### Texto para leitura

-*-

Frei Betto, em Batismo de Sangue: A Luta Clandestina contra a Ditadura Militar, Editora Casa Amarela.


Em 10 de setembro último (2003), véspera de relembrar o trágico atentado terrorista à população da cidade de Nova York, junto com outros advogados que integram o Setor de Direitos Humanos do Movimento dos Trabalhadores Rurais Sem Terra (MST), estava me preparando para, no dia seguinte, estrearmos no Tribunal do Júri da Comarca de Cerqueira César, SP, na defesa do sem-terra Laurindo Gonçalo dos Santos, acusado de tentativa de homicídio, quando recebi a notícia de que acabara de ser presa em sua residência Diolinda Alves de Souza, condenada por formação de quadrilha ou bando armado, juntamente com outros dez integrantes do citado movimento, entre os quais eu.

Com mandado de prisão contra mim, não pude acompanhar os colegas na defesa de Laurindo, que vitoriosamente foi absolvido da acusação que sobre ele pesava.

Agora, penso na sentença condenatória que me atormenta a vida, que me faz distante da família e dos amigos colegas de profissão. Pensando não só nos remédios e recursos a serem trabalhados, mas, sim, quão desastrosa foi essa sentença para com aquilo que me preparei em longos anos de estudo: exercer a advocacia. Desastrosa assim como a decisão que se consumou no atentado de 11 de setembro, pois interferiu nos direitos mais sagrados dos seres humanos, quais sejam a vida e a liberdade.

-*-

### Tarefas propostas
A) Reproduza fielmente o trecho do texto para leitura que vai de "Com mandado de" até "sobre ele pesava.".
B) Segundo o texto para leitura, qual foi o desfecho do julgamento de Laurindo Gonçalo dos Santos?
C) Resuma o texto para leitura em duas frases.

-*-

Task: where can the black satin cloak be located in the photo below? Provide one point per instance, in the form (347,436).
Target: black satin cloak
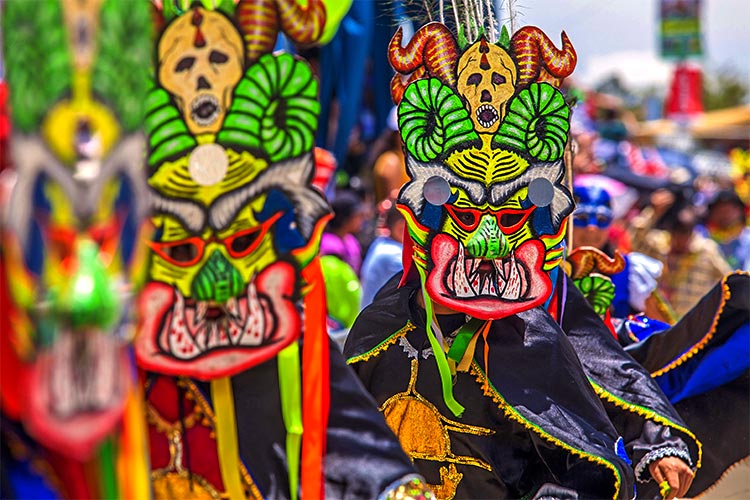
(638,408)
(549,426)
(719,417)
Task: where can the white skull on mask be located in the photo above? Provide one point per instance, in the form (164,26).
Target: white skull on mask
(201,58)
(486,79)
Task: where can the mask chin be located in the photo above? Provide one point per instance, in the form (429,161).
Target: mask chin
(487,288)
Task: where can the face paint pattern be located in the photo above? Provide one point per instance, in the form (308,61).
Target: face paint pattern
(231,134)
(73,213)
(487,250)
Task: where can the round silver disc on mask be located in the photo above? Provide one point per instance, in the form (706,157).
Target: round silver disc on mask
(436,190)
(208,164)
(541,192)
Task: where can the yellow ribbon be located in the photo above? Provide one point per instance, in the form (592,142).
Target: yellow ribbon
(133,469)
(226,437)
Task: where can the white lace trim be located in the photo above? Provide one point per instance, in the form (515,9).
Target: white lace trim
(643,475)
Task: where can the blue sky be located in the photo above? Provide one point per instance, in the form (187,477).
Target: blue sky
(622,34)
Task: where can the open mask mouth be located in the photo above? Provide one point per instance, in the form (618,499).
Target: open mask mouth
(206,340)
(77,391)
(487,288)
(487,115)
(204,110)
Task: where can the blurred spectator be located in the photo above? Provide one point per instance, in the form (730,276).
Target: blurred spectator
(726,225)
(692,263)
(383,259)
(340,239)
(636,284)
(389,168)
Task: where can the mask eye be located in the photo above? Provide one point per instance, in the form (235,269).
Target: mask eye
(243,244)
(510,220)
(474,79)
(181,253)
(467,219)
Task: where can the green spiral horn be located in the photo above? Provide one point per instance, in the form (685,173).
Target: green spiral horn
(537,123)
(433,120)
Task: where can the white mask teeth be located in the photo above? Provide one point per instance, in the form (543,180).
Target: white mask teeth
(181,343)
(460,280)
(513,287)
(200,311)
(255,324)
(233,307)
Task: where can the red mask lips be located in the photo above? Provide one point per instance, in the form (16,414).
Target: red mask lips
(77,392)
(487,288)
(180,336)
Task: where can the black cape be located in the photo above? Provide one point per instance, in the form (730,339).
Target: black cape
(639,410)
(702,364)
(545,423)
(363,457)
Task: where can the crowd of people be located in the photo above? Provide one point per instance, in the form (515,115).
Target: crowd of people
(196,303)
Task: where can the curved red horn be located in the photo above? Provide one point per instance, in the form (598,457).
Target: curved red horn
(432,47)
(302,24)
(585,260)
(398,86)
(539,60)
(259,24)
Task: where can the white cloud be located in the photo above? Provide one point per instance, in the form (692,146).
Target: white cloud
(637,69)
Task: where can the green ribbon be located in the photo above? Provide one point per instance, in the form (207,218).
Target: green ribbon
(463,338)
(446,380)
(291,409)
(107,474)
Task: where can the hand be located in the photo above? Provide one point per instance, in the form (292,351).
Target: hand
(674,471)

-*-

### Respostas comentadas
A)
Com mandado de prisão contra mim, não pude acompanhar os colegas na defesa de Laurindo, que vitoriosamente foi absolvido da acusação que sobre ele pesava.

B) Laurindo foi absolvido da acusação de tentativa de homicídio.

C) Em 10 de setembro de 2003, na véspera de estrear na defesa do sem-terra Laurindo Gonçalo dos Santos no Tribunal do Júri de Cerqueira César, SP, quem escreve recebeu a notícia da prisão de Diolinda Alves de Souza, condenada por formação de quadrilha ou bando armado com outros dez integrantes do MST, inclusive quem escreve. Impedido pelo próprio mandado de prisão de atuar no júri, em que Laurindo acabou absolvido, o relato descreve a sentença como desastrosa para o exercício da advocacia e a compara ao atentado de 11 de setembro, por ferir a vida e a liberdade.